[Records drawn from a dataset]
<<<<
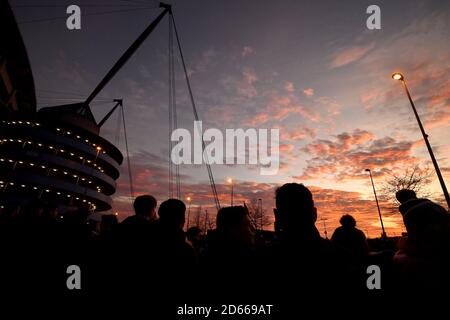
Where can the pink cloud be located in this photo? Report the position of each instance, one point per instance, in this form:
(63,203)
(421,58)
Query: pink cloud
(247,51)
(289,87)
(350,55)
(309,92)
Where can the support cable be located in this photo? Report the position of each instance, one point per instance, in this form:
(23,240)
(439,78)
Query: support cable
(210,174)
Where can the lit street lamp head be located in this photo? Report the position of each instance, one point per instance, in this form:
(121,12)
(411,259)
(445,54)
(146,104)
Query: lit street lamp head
(398,76)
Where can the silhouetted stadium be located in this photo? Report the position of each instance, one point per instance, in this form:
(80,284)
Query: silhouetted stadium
(54,154)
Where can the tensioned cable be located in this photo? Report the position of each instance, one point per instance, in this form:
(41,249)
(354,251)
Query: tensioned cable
(128,154)
(210,174)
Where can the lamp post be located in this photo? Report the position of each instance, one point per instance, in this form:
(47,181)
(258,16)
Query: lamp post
(400,77)
(231,182)
(189,199)
(378,206)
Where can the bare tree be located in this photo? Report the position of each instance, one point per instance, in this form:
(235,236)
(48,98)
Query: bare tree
(257,214)
(416,179)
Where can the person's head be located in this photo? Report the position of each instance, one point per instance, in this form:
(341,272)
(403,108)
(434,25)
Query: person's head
(171,213)
(347,221)
(233,224)
(405,195)
(194,234)
(294,207)
(145,206)
(424,220)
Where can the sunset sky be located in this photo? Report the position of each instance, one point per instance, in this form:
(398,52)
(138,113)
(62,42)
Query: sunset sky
(310,68)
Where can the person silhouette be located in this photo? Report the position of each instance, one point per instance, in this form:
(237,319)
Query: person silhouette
(300,260)
(351,238)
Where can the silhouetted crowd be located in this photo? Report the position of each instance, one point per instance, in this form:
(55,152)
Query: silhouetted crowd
(149,253)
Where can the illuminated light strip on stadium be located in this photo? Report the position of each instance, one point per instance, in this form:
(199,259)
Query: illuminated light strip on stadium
(59,130)
(3,183)
(62,150)
(44,167)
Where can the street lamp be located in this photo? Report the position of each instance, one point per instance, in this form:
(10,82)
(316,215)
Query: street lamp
(400,77)
(231,182)
(189,211)
(378,206)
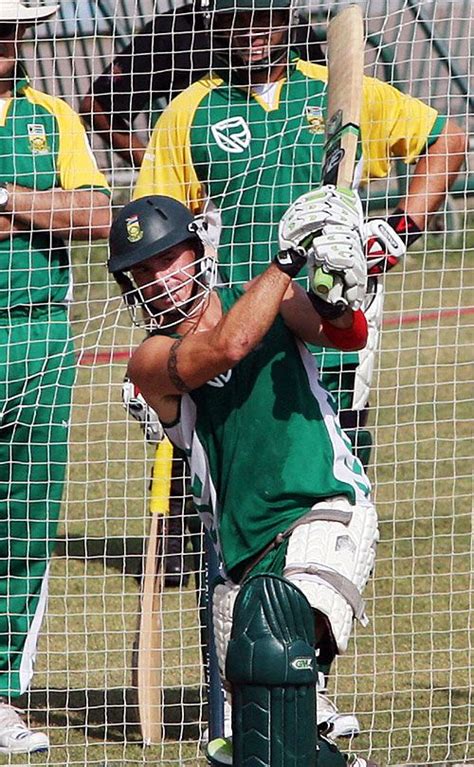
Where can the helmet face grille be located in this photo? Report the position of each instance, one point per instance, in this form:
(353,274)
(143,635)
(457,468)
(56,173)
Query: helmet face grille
(201,275)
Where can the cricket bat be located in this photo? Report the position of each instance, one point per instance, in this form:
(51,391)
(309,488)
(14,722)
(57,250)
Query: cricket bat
(345,53)
(149,658)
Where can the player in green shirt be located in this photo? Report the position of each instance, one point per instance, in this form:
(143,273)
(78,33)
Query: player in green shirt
(273,475)
(245,141)
(51,191)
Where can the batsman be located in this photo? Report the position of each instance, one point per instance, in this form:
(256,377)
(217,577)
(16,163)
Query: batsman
(273,475)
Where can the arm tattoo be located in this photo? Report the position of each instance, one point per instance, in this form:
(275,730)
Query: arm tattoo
(175,378)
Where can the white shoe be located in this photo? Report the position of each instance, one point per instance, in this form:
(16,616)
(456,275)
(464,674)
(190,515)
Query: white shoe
(227,725)
(333,724)
(15,737)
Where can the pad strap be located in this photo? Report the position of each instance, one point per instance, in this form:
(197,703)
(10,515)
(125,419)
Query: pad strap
(314,515)
(339,582)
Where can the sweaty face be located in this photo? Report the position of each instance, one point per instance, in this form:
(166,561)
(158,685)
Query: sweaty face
(172,286)
(251,38)
(166,281)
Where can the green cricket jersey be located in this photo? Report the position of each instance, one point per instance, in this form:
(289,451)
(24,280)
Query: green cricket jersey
(264,444)
(43,145)
(245,155)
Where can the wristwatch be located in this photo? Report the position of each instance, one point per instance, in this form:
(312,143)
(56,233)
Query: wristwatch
(4,197)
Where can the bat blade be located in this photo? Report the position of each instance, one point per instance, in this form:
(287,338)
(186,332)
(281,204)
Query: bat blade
(345,83)
(149,663)
(345,77)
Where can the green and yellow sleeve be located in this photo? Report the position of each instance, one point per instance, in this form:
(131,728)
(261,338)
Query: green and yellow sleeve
(393,125)
(168,165)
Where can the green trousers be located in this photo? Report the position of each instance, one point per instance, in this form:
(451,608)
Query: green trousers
(37,370)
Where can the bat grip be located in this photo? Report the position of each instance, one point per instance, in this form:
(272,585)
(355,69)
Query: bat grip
(323,281)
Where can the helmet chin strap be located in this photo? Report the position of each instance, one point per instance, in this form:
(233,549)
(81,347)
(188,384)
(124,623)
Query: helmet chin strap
(233,69)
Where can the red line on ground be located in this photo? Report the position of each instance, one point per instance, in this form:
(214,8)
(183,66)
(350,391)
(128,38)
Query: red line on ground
(436,314)
(97,357)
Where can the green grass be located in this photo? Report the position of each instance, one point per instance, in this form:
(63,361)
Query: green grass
(408,674)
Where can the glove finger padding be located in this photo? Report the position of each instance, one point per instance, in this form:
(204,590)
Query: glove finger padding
(136,405)
(313,210)
(340,252)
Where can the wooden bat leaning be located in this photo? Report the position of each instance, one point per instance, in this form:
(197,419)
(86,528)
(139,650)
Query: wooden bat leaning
(345,77)
(150,637)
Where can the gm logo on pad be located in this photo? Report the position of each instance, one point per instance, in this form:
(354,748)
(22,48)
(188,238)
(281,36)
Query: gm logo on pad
(302,664)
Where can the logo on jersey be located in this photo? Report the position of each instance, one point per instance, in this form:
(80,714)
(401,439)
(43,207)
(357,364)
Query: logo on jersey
(134,230)
(221,380)
(232,135)
(315,118)
(37,139)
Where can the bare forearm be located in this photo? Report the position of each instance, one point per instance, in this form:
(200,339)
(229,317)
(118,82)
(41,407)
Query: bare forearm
(434,175)
(251,317)
(81,214)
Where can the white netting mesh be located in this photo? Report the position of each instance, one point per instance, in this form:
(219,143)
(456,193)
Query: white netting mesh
(409,676)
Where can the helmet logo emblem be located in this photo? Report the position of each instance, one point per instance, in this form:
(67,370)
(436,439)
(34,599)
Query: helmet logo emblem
(314,116)
(134,230)
(232,135)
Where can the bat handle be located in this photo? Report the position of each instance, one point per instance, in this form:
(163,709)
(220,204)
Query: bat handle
(323,281)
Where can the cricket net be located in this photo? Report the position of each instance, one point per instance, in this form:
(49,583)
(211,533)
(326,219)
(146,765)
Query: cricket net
(408,676)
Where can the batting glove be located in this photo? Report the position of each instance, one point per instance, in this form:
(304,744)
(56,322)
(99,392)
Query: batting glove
(339,252)
(136,405)
(307,216)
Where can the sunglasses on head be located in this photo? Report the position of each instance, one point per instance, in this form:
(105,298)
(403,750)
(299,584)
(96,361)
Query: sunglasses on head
(8,30)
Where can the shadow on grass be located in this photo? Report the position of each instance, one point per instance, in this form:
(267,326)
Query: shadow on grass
(122,554)
(112,715)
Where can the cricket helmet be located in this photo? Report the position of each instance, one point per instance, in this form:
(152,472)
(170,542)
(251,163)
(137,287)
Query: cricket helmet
(151,226)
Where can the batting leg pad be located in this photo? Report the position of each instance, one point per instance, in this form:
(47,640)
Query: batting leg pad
(331,558)
(271,667)
(361,440)
(223,601)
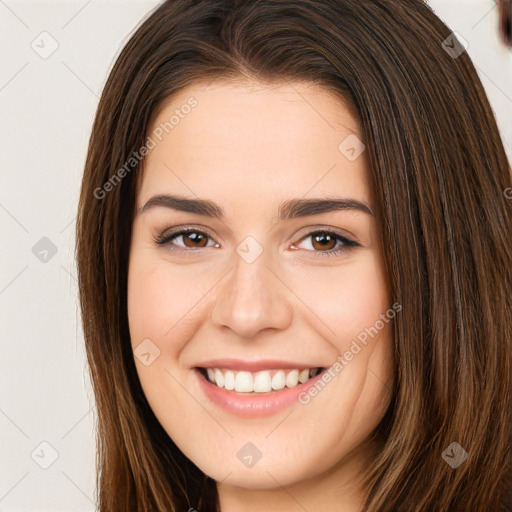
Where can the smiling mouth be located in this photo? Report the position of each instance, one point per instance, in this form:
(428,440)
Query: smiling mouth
(260,382)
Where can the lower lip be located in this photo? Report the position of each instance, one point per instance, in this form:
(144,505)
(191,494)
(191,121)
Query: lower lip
(253,406)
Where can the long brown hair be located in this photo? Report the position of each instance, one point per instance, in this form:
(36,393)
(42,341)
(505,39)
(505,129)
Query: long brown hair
(439,174)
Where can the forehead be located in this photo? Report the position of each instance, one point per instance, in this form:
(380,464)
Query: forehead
(254,139)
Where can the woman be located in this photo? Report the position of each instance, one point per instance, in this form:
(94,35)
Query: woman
(293,247)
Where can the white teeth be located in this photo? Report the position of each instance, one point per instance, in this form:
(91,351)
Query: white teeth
(219,378)
(259,382)
(243,383)
(229,380)
(292,379)
(278,380)
(262,382)
(304,376)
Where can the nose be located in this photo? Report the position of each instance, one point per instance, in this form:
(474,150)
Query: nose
(252,298)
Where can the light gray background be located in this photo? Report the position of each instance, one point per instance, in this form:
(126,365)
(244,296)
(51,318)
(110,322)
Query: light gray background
(47,107)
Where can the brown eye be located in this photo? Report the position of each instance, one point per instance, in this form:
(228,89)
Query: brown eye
(196,238)
(191,239)
(324,240)
(329,243)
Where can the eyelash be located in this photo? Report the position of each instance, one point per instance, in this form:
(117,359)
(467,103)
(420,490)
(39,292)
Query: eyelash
(348,244)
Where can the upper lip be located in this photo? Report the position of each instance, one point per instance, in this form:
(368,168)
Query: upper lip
(253,366)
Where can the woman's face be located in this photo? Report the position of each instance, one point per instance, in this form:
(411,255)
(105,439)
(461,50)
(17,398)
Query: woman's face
(256,292)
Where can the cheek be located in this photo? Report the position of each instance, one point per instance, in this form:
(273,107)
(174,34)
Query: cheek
(347,299)
(157,299)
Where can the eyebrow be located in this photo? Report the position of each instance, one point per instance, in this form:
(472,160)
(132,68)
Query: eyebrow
(289,209)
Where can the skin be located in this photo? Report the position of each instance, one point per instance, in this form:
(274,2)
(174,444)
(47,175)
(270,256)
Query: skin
(248,146)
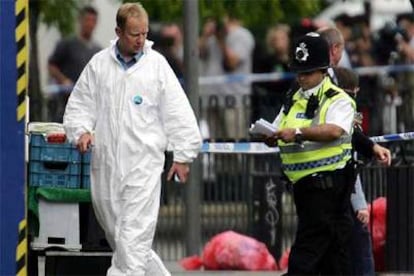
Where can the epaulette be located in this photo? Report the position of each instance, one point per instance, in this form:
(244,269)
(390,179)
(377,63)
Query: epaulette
(288,102)
(330,93)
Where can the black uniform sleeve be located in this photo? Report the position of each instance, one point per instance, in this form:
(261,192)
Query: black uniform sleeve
(362,144)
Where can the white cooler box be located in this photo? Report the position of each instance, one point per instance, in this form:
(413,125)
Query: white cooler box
(58,226)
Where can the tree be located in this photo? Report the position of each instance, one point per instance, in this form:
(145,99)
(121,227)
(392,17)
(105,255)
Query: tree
(54,13)
(257,15)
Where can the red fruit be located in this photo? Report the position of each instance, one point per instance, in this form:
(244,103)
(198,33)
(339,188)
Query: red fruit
(56,138)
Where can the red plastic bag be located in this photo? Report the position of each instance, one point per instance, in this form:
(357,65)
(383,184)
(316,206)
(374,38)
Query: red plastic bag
(379,231)
(192,263)
(284,260)
(232,251)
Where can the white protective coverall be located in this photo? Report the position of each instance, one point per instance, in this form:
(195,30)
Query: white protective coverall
(133,114)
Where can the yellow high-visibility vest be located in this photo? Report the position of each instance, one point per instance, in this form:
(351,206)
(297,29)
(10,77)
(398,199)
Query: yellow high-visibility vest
(311,157)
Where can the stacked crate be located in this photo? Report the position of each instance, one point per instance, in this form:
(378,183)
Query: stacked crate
(56,164)
(86,170)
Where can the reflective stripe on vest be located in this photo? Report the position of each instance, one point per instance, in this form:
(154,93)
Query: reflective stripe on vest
(311,157)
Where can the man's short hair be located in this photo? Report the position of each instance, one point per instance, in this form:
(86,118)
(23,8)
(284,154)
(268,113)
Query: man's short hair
(88,10)
(127,10)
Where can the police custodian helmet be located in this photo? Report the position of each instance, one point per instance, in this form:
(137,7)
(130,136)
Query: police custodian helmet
(310,53)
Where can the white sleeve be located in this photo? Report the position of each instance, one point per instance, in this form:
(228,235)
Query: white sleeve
(80,112)
(179,121)
(276,121)
(341,113)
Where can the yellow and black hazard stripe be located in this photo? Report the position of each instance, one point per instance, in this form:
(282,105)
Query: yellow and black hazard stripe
(22,26)
(21,252)
(22,65)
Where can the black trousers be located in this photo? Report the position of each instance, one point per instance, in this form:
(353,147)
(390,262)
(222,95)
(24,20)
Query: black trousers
(324,230)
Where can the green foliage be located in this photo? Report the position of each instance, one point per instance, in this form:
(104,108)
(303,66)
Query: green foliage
(254,13)
(59,13)
(257,15)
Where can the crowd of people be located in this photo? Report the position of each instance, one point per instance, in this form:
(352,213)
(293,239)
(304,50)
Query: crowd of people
(128,103)
(227,47)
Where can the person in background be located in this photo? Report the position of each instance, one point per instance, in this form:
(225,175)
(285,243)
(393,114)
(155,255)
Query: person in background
(361,144)
(69,58)
(314,137)
(171,46)
(226,48)
(361,245)
(128,105)
(267,97)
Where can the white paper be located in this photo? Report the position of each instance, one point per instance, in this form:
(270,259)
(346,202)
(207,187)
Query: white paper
(262,127)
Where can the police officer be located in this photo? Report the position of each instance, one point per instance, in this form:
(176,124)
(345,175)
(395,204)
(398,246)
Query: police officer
(314,137)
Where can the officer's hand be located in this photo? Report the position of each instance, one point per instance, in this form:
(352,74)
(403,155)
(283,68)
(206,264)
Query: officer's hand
(287,135)
(382,154)
(182,170)
(84,142)
(363,216)
(270,141)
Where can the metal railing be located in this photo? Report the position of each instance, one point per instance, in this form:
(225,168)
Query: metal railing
(242,191)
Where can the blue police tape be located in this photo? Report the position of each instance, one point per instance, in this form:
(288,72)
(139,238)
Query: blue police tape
(261,148)
(259,77)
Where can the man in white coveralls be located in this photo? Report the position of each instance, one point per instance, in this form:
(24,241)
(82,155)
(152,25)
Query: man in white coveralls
(129,97)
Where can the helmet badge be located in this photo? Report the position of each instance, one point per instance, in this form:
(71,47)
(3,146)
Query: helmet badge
(302,52)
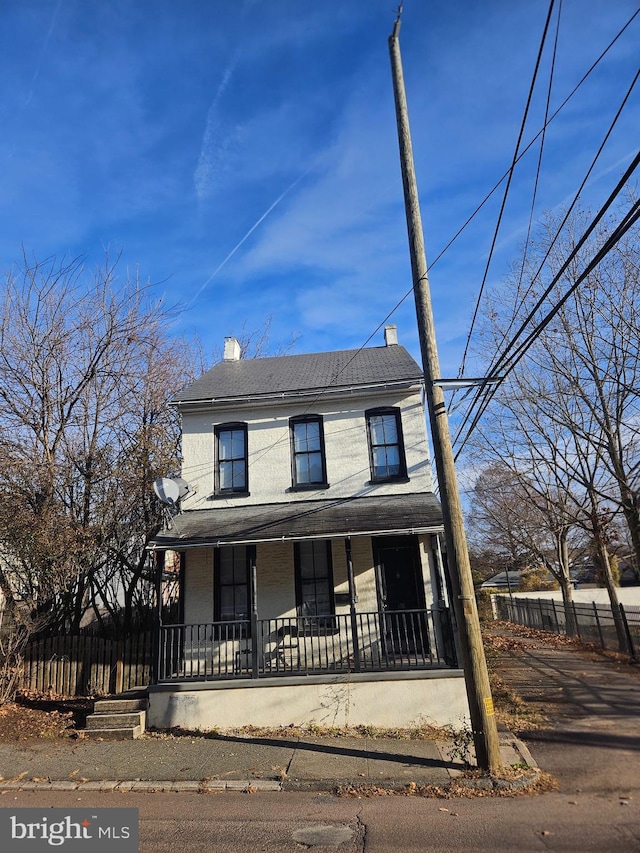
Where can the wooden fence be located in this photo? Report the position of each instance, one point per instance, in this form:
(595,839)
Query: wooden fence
>>>>
## ACTION ITEM
Return, from the entries, each line that holds "fence".

## OUTPUT
Where can the wooden fence be located in this photo? Report the position of each instance, one point per instance, in this form:
Query: wooden fence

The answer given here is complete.